INSTRUCTIONS FOR THE TASK: Each of the entries below should be written out exactly as it reads.

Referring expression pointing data
************
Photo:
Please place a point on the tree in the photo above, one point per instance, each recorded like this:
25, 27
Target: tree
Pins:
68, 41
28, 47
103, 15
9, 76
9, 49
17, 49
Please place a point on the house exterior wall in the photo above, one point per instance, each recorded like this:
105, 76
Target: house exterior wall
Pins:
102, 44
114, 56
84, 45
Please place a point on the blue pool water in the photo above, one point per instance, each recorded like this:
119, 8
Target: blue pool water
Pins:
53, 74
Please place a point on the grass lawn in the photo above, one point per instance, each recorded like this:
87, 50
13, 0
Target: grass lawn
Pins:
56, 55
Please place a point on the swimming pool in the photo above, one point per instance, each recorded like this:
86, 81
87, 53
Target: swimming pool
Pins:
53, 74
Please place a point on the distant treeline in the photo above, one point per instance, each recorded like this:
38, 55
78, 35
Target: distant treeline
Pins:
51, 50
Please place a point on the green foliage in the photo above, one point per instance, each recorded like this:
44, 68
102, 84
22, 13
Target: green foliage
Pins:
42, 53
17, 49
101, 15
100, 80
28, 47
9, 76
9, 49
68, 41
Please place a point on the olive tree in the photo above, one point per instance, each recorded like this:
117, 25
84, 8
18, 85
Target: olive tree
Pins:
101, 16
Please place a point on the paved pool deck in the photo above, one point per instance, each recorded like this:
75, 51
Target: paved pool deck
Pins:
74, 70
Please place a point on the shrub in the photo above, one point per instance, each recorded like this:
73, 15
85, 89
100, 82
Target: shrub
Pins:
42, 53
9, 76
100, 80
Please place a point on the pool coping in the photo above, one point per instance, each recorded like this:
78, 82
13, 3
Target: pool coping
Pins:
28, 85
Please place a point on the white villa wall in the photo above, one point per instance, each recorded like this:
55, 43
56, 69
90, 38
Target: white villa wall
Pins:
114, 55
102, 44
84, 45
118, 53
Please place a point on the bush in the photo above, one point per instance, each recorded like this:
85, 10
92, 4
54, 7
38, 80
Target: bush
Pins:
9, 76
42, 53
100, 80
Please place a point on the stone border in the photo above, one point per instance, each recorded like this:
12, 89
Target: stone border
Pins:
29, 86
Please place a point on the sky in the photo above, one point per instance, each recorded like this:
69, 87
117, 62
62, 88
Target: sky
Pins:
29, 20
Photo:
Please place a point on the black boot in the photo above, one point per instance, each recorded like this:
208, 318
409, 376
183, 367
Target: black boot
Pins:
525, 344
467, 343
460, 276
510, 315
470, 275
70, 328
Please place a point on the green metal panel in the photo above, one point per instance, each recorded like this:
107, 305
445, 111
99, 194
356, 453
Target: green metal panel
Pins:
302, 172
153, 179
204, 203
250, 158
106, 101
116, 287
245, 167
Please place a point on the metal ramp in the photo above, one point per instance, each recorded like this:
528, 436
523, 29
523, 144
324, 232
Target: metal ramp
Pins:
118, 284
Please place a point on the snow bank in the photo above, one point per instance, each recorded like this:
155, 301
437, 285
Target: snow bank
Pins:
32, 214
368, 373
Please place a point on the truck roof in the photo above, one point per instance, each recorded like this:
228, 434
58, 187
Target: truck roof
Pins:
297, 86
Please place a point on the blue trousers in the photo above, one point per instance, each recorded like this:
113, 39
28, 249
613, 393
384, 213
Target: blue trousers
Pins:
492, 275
************
SOLUTION TO THIS PROBLEM:
Photo:
Please place a point on the tree in the photo above, one point per instance, each recorded like this:
25, 27
Target: tree
Pins:
68, 41
28, 47
103, 15
9, 76
9, 49
17, 49
Please place a point on the house exterior wall in the photo above, one point per instance, each recorded like this:
105, 76
Target: house exterior wall
Pins:
102, 44
114, 56
84, 45
Please place a point on the blue pool water in the photo above, one point per instance, each recorded like this:
119, 8
Target: blue pool water
Pins:
53, 74
Please place a point on the grass lawn in the photo above, one point per instance, each recorded like this:
87, 50
13, 0
Target: grass lawn
Pins:
56, 55
Please place a point on the swimming pool in the photo above, one point per instance, each recorded like this:
86, 81
87, 53
Target: swimming pool
Pins:
53, 74
Please place a point on the distant treeline in the photo above, one point per instance, each recorded like this:
38, 55
78, 35
Target: distant treeline
Pins:
51, 50
Please place a point on the green foliage in the photo above, one point per instance, each recorded like this:
44, 68
102, 84
22, 13
Target: green foliage
Pins:
42, 53
17, 49
101, 15
100, 80
28, 47
9, 76
9, 49
68, 41
Please place a point on the olive tree in the photo above, one point per instance, each recorded like this:
117, 25
84, 8
18, 85
Target: olive tree
Pins:
101, 16
Please place a point on the paved pool deck in the photo above, one point per instance, each recorded like this:
75, 51
Target: paved pool deck
Pins:
74, 70
Please place a point on the shrub in the photo above, one point per instance, each recorded like this:
73, 15
85, 89
100, 82
Target: shrub
Pins:
42, 53
9, 76
100, 80
Please place a point on the pool coping in the photo above, one point per instance, each recorded like this:
78, 82
13, 3
Target: pool coping
Pins:
28, 85
Please place a point on the white villa wall in the photo above, one point per instance, each recorded like this:
55, 43
56, 69
90, 38
Target: white villa wall
Pins:
114, 55
102, 44
84, 45
118, 53
Please place a point on the bush in the photo above, one point per instance, each recorded like this:
85, 10
92, 4
54, 7
38, 80
Target: bush
Pins:
9, 76
42, 53
100, 80
Please place a point on the stone border in the photo above, one point per instance, each recorded like this:
12, 89
Target: stone border
Pins:
29, 86
Please place a point on the sky in the photo above, one point per instance, each recorded like this:
69, 87
117, 62
62, 88
Target: sky
Pins:
29, 20
Photo:
Please place a point on the black boot in the photo above, one point per instance, each recorded like this:
208, 318
409, 376
183, 367
Target: black boot
Pins:
525, 344
467, 343
460, 276
510, 315
470, 275
70, 328
Please place a point on the green metal panel in the photo above, one point per instance, each recorded like this:
107, 305
445, 111
99, 194
356, 453
Target: green metal panel
Pins:
302, 172
153, 179
204, 203
250, 158
106, 101
116, 287
245, 167
Please place a point on the metal ramp in the photo above, one point per instance, each recorded like this:
528, 436
523, 29
523, 144
324, 232
Target: metal ramp
Pins:
118, 284
Please place a point on the snow bank in the photo above, one point per instance, each recorded like this:
155, 301
437, 285
Target: snow bank
Pins:
32, 214
368, 373
Please place a point on the truck roof in the photo above, one point per instance, each recorded like this:
228, 434
58, 187
Target: truck roof
Pins:
297, 86
Please place a point on the blue trousers in the photo above, one point per instance, each recorded like this:
113, 39
28, 249
613, 393
384, 213
Target: blue trousers
Pins:
492, 275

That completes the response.